YOUR GOAL » Pull out every line below that contains the word "distant", and copy each one in full.

• • • •

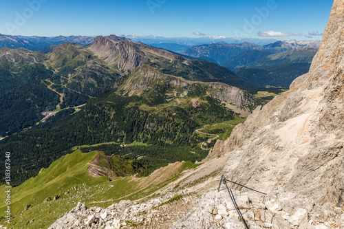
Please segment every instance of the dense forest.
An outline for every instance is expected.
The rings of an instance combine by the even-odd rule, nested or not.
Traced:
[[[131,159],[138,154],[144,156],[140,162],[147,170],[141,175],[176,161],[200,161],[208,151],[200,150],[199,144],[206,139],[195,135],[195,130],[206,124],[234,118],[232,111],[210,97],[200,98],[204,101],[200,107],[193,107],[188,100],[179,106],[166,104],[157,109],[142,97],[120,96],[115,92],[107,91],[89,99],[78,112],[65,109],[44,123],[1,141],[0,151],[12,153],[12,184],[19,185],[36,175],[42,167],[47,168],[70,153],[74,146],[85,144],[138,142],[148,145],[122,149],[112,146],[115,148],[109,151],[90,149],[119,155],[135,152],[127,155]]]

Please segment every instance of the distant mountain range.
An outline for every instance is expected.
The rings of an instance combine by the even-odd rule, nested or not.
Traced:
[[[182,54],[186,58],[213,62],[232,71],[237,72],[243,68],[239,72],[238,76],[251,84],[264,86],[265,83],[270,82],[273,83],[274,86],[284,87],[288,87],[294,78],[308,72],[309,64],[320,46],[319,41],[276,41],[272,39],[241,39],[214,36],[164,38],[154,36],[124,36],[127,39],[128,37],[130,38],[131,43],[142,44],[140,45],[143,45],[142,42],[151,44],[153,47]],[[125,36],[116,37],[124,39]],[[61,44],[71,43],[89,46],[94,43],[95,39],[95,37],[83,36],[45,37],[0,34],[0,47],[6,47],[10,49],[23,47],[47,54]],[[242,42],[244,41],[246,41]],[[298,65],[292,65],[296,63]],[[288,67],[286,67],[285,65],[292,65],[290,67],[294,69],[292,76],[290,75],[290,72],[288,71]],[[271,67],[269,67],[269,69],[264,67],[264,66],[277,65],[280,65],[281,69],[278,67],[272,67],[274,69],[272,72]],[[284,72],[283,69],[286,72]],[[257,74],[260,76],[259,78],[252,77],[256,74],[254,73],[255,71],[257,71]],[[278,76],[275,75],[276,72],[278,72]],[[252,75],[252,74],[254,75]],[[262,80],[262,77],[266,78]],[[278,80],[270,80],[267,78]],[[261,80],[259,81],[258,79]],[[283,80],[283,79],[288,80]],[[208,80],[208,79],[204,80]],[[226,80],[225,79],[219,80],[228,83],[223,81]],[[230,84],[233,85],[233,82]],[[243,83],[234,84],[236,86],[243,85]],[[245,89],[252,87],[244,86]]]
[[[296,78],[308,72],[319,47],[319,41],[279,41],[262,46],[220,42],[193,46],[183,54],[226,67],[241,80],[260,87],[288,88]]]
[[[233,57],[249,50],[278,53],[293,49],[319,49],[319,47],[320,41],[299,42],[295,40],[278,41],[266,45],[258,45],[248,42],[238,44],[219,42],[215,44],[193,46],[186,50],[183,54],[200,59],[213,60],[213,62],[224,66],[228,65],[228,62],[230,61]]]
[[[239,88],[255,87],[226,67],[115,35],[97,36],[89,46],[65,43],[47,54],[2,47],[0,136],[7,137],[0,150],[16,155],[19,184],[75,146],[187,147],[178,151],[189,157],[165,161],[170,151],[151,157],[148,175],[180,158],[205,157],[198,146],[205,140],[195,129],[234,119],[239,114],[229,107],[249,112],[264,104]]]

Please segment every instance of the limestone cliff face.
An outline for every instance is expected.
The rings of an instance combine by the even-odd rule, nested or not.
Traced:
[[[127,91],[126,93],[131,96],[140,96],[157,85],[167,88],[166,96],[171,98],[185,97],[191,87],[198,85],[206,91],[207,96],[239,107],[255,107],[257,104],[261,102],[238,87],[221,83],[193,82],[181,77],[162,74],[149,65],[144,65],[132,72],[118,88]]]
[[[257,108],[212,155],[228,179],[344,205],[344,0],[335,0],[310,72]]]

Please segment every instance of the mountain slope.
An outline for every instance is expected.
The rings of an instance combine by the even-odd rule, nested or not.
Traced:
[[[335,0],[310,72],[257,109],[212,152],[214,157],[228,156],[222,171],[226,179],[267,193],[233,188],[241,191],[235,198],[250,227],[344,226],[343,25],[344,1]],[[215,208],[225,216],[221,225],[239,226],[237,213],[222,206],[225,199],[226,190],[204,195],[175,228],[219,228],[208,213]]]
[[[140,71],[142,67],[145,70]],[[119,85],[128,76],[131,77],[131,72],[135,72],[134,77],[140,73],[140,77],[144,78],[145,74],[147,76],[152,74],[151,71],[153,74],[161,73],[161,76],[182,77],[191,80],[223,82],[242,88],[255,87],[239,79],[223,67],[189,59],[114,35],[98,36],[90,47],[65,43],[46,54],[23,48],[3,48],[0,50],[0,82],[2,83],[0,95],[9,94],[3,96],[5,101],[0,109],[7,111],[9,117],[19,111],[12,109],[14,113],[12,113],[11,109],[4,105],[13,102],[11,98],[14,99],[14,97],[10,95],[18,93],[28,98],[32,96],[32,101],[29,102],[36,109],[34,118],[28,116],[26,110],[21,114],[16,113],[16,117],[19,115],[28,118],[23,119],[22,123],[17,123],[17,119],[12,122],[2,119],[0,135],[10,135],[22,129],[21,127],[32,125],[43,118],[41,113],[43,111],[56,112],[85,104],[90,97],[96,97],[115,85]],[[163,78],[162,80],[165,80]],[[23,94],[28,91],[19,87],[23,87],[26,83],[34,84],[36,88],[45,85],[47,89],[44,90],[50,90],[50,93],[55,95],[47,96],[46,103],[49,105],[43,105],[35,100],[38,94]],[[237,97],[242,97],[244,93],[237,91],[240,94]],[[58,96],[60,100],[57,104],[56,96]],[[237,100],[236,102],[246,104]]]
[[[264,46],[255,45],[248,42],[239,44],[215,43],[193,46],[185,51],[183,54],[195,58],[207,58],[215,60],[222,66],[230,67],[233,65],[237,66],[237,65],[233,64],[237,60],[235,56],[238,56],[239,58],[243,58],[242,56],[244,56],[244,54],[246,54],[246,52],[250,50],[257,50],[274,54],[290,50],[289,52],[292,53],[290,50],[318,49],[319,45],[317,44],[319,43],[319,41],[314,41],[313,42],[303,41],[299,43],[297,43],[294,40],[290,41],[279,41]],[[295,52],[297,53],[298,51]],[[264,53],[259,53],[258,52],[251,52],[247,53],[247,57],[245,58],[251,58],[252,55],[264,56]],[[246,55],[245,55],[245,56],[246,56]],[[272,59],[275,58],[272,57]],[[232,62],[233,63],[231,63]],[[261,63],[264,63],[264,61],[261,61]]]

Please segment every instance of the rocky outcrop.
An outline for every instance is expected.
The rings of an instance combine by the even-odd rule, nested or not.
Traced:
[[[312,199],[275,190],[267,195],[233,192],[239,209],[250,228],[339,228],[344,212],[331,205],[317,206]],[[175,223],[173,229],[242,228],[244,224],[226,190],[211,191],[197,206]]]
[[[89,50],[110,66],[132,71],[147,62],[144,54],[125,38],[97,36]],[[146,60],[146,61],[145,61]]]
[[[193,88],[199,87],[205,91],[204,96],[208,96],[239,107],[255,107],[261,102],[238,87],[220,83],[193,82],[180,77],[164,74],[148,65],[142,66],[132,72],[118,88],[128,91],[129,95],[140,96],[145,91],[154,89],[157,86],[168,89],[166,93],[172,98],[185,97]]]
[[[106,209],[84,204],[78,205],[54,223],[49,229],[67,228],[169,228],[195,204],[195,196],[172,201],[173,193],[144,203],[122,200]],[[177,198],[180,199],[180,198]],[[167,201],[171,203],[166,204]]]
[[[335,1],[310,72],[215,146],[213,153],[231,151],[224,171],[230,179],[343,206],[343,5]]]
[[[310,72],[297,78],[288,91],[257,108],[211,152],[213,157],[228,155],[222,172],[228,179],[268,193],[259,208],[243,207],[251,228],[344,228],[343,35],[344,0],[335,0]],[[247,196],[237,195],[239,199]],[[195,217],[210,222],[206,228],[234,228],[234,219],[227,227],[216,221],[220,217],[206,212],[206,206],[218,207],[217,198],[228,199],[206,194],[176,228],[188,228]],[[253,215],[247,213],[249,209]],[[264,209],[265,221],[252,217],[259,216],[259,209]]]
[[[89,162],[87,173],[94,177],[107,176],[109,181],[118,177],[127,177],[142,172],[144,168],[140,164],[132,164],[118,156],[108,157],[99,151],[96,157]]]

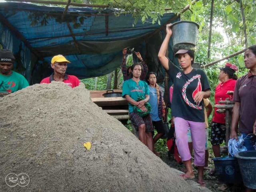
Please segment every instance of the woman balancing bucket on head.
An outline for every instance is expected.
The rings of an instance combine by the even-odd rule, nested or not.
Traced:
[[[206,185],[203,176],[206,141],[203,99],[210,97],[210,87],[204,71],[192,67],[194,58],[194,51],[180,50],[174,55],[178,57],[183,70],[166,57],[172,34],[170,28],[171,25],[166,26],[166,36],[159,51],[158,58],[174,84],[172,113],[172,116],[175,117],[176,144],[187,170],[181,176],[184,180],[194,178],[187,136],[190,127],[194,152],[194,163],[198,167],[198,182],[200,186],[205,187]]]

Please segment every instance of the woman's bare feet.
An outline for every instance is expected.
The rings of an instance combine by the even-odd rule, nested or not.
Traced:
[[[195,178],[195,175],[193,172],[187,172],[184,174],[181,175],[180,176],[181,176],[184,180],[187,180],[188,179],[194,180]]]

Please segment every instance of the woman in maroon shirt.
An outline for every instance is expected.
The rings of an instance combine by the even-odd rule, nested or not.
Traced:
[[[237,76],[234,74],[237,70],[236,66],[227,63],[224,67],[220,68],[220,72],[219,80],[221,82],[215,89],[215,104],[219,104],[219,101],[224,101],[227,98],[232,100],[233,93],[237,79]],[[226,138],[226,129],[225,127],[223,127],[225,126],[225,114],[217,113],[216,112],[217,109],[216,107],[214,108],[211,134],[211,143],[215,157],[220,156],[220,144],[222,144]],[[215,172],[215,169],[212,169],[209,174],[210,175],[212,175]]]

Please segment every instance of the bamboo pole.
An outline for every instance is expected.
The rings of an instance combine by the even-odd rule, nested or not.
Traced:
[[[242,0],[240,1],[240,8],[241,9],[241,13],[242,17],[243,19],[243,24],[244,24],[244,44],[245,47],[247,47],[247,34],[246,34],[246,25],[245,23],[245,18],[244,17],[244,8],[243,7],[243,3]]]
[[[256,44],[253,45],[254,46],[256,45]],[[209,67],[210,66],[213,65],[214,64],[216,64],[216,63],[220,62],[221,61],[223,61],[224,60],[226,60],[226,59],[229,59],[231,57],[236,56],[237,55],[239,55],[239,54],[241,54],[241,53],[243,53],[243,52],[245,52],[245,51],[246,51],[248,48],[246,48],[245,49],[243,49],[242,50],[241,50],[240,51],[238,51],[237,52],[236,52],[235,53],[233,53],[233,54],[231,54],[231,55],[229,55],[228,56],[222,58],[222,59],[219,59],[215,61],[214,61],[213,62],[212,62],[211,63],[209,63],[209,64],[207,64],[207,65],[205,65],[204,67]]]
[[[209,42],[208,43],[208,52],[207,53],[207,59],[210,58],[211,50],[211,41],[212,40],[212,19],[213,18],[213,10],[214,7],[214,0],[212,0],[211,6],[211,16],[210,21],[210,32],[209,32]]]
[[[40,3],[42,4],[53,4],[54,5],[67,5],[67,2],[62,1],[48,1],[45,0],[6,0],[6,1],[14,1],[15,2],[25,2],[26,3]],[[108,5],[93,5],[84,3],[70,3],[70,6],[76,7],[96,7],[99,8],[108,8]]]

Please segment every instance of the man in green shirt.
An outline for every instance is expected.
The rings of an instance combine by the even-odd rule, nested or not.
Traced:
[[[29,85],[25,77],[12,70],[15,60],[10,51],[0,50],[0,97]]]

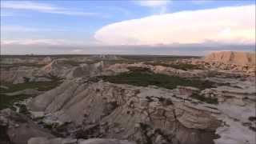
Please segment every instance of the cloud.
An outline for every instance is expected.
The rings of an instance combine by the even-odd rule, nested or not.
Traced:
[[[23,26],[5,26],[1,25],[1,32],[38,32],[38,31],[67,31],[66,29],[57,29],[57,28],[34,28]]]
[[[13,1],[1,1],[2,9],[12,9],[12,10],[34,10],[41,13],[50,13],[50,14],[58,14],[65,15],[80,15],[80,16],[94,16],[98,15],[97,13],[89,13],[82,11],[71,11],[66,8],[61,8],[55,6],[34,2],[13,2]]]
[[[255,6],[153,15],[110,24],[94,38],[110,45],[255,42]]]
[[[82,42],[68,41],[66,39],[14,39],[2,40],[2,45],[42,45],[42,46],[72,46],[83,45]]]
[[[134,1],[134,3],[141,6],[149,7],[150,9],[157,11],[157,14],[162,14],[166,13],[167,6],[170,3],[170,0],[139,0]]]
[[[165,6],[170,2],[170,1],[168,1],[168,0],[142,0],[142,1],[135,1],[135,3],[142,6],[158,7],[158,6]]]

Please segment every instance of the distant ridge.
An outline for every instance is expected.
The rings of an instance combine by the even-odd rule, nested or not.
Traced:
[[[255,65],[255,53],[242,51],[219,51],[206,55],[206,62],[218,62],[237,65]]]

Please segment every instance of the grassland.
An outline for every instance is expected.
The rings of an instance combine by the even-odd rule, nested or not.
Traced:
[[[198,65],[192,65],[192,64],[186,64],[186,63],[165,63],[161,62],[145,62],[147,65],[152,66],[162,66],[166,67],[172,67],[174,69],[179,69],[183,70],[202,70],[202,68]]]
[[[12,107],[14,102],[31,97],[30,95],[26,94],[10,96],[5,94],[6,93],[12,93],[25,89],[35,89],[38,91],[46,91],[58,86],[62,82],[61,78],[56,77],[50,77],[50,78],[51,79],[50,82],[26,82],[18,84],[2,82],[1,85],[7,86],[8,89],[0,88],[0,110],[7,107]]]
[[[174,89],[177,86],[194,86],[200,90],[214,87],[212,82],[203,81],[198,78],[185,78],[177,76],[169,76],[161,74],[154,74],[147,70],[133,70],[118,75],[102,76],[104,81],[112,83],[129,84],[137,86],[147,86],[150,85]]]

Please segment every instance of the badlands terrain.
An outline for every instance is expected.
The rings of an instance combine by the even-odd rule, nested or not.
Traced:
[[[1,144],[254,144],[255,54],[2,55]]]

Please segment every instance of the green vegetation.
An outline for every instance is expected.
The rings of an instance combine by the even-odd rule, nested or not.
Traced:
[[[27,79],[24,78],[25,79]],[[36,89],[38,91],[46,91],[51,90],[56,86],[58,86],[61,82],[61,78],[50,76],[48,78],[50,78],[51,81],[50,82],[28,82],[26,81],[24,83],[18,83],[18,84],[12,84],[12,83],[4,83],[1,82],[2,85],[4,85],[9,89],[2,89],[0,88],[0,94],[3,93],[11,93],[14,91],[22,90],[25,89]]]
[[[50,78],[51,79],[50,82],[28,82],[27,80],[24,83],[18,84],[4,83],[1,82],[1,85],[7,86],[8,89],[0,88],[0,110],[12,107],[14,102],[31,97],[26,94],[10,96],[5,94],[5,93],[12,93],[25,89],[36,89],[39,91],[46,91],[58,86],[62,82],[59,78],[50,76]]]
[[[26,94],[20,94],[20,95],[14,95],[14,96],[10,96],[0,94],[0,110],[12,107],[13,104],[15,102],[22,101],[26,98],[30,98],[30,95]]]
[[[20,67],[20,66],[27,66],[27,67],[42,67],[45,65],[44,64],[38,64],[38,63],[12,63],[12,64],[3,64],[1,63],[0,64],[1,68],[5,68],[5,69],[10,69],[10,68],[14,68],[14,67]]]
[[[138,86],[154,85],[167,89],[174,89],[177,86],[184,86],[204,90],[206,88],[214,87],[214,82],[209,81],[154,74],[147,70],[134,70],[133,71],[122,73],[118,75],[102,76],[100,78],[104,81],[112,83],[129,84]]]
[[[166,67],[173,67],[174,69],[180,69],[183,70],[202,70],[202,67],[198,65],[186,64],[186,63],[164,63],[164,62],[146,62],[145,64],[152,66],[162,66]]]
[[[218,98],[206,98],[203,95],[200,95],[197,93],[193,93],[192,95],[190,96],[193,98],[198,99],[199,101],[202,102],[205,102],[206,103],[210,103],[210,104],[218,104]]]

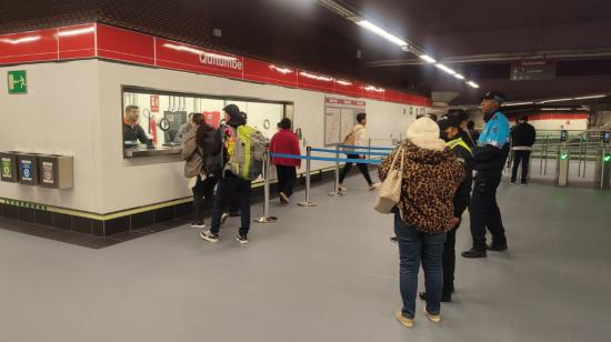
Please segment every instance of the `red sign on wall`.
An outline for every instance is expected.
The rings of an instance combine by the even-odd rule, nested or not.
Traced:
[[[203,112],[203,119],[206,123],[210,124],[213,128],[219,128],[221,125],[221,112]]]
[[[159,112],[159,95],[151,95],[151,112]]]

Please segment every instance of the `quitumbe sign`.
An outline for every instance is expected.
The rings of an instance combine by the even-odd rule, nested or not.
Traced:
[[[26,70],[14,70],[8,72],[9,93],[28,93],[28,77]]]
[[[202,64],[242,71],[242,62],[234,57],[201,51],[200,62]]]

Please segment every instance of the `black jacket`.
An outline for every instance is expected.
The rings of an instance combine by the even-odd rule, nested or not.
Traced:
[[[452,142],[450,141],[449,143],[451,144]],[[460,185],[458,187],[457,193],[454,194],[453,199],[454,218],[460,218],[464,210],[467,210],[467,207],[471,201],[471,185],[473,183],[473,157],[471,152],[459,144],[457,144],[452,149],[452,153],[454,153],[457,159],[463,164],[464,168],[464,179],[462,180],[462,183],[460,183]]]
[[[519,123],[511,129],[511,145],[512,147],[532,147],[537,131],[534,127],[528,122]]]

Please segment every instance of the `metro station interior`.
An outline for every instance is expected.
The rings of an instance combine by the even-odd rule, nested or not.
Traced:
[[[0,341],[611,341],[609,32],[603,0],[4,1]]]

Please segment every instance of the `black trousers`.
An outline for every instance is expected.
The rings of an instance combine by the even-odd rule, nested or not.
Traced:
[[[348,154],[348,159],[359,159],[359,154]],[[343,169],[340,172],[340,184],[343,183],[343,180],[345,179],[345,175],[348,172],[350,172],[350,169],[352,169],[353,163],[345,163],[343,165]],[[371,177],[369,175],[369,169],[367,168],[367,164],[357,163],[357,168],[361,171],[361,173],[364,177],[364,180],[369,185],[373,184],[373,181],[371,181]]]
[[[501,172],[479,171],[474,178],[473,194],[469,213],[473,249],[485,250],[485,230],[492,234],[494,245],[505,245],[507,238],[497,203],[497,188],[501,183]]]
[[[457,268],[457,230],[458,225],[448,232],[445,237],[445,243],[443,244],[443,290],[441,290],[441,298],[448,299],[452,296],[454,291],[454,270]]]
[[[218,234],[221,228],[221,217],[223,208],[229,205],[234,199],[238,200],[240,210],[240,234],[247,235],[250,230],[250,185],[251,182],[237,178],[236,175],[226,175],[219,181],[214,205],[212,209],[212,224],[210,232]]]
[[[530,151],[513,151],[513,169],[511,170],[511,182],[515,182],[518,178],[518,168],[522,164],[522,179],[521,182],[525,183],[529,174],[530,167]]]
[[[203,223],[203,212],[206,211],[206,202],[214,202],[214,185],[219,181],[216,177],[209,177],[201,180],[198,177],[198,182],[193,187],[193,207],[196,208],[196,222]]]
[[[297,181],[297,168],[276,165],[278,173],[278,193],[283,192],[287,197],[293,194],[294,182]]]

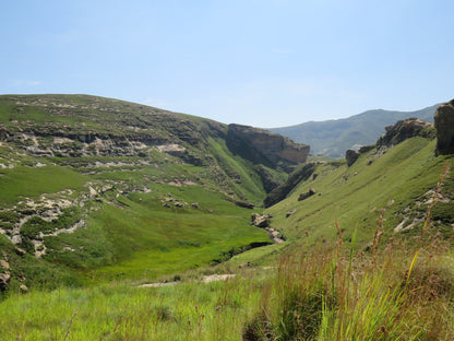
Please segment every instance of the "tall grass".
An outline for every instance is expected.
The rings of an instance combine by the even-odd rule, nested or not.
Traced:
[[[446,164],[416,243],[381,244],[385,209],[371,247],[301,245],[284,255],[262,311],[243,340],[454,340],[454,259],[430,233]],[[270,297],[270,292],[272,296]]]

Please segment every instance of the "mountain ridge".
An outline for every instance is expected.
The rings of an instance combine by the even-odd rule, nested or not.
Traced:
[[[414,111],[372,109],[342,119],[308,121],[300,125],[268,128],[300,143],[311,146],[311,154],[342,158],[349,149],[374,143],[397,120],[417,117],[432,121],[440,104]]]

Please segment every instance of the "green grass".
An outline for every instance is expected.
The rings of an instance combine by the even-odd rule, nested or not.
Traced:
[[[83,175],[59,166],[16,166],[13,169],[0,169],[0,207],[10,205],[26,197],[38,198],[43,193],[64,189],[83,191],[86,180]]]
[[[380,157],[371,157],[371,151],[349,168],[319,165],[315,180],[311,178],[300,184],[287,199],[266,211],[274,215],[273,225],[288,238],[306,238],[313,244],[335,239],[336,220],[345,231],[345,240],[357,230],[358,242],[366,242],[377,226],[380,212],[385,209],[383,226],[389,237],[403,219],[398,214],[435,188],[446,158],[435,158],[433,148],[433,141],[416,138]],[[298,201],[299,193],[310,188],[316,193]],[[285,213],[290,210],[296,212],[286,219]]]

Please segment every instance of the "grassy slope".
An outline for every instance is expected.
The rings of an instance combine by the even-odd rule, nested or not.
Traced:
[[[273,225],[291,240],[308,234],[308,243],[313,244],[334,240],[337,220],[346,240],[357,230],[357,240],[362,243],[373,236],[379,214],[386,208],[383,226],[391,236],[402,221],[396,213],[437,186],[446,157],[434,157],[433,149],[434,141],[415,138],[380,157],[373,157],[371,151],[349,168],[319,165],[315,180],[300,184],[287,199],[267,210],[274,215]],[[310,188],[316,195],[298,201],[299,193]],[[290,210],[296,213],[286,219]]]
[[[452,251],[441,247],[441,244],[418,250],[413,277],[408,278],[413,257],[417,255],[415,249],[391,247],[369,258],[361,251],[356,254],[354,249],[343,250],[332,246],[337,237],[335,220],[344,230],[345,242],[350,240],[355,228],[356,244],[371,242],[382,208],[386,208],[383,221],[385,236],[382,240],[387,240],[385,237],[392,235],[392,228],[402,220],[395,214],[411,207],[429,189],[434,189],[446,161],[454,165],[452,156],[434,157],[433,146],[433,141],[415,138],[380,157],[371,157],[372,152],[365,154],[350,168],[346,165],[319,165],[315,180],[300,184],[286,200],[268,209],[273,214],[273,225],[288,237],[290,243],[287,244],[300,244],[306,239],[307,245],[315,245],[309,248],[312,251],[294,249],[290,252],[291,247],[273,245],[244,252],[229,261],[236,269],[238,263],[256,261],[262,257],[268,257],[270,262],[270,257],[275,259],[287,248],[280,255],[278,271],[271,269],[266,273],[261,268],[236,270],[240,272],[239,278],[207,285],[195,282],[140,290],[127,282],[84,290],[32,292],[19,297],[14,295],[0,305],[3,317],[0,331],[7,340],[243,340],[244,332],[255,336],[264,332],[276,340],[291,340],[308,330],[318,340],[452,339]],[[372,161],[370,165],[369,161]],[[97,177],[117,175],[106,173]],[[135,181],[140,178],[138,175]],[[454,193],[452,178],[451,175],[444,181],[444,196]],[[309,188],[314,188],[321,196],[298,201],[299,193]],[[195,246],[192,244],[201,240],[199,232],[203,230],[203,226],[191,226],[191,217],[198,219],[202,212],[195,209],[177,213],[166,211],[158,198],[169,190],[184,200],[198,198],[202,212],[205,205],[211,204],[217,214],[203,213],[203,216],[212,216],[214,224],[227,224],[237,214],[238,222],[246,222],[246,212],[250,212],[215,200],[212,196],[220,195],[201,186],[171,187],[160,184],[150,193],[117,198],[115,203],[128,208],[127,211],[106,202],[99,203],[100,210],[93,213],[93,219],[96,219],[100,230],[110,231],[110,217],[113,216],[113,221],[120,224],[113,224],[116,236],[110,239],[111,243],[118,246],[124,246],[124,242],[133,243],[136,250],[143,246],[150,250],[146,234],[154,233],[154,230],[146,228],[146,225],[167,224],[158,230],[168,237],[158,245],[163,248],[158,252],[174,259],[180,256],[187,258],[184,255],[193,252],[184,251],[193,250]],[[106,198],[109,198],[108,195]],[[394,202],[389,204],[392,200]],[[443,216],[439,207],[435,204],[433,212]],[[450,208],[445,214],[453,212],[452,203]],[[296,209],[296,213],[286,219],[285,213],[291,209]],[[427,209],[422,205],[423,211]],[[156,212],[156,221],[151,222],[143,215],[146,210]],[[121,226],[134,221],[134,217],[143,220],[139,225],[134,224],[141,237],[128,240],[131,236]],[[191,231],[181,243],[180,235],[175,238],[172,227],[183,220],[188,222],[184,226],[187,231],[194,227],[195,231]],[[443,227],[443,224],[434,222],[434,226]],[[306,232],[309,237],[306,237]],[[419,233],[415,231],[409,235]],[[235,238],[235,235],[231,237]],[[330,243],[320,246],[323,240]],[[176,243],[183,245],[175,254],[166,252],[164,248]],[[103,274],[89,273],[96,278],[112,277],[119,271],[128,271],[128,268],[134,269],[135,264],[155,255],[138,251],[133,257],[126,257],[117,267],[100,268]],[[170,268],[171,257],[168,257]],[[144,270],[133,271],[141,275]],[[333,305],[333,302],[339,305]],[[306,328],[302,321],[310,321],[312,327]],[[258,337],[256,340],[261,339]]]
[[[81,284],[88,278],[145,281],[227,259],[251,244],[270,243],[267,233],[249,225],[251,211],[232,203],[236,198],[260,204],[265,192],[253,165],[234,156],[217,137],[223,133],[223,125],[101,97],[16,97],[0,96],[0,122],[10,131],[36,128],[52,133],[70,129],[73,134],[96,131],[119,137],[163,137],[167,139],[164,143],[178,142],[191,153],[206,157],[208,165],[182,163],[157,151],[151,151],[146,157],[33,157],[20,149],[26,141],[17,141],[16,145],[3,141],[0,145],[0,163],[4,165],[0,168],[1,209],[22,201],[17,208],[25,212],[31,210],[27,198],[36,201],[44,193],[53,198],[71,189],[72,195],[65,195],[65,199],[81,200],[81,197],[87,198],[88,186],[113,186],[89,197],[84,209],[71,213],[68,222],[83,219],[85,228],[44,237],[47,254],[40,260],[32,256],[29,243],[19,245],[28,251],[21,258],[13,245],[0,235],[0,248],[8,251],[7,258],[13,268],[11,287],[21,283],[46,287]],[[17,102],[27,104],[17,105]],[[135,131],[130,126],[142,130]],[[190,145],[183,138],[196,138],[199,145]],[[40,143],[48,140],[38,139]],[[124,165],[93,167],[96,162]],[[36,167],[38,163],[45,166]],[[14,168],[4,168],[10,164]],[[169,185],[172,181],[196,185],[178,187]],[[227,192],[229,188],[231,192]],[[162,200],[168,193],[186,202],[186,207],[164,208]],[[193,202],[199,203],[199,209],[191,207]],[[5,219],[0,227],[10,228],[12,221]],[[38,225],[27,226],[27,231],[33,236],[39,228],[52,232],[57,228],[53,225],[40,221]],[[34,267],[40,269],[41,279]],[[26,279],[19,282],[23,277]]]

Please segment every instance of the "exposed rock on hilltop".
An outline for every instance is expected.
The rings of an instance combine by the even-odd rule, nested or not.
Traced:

• • • •

RESULT FOR THIS TASK »
Please segment every instance of the distant mountain range.
Please segment every instance of the distant ridge.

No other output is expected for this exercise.